- **Text extract**
* * *
Nosferatu, eine Symphonie des Grauens / Nosferatu, a Symphony of Horror (F.W. Murnau, 1922)
The old Kino DVD of this film actually looked quite good (far better than older versions I had seen) but, though it had two musical scores, neither struck me as satisfactory. The new Kino DVD looks better -- and, perhaps more important, sounds vastly better, thanks to the reconstructed, newly recorded, original (1922) score of Hans Erdmann. This version of Nosferatu, or its British cousin (from Masters of Cinema), is an indispensable one for fans of Murnau and of "silent" cinema in general.
This is one of my favorite silent films (and one of my two favorite Murnau films, along with Last Laugh). The cinematography by Fritz Arno Wagner is, to my mind, unsurpassable. While the acting style is florid here, it certainly suits this material. So much has been written about this film that any brief comments I can offer are essentially superfluous, however. More important by far are screen shots -- which I hope convince anyone who lacks a new improved version of this classic to rent or borrow a copy -- or better yet, buy one.
Matango / Attack of the Mushroom People (Ishirô Honda, 1963)
* * *
- **Collected material**
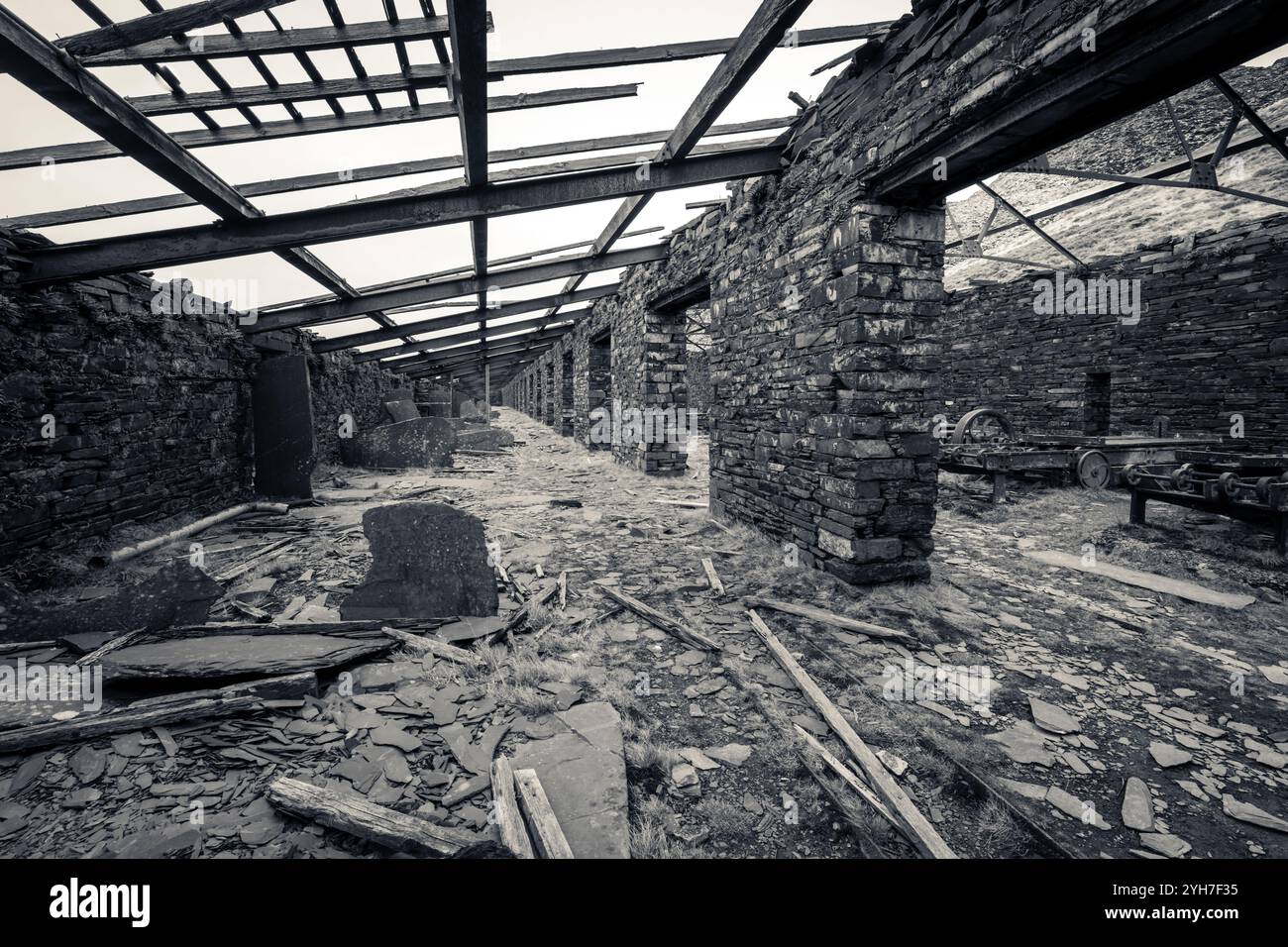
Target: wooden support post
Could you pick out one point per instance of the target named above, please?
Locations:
* * *
- **Exercise objective**
Could you write out the Nosferatu review again, starting at "Nosferatu, eine Symphonie" and ending at "cinema in general.", swapping "DVD" for "Blu-ray"?

- **Task answer**
Nosferatu, eine Symphonie des Grauens / Nosferatu, a Symphony of Horror (F.W. Murnau, 1922)
The old Kino Blu-ray of this film actually looked quite good (far better than older versions I had seen) but, though it had two musical scores, neither struck me as satisfactory. The new Kino Blu-ray looks better -- and, perhaps more important, sounds vastly better, thanks to the reconstructed, newly recorded, original (1922) score of Hans Erdmann. This version of Nosferatu, or its British cousin (from Masters of Cinema), is an indispensable one for fans of Murnau and of "silent" cinema in general.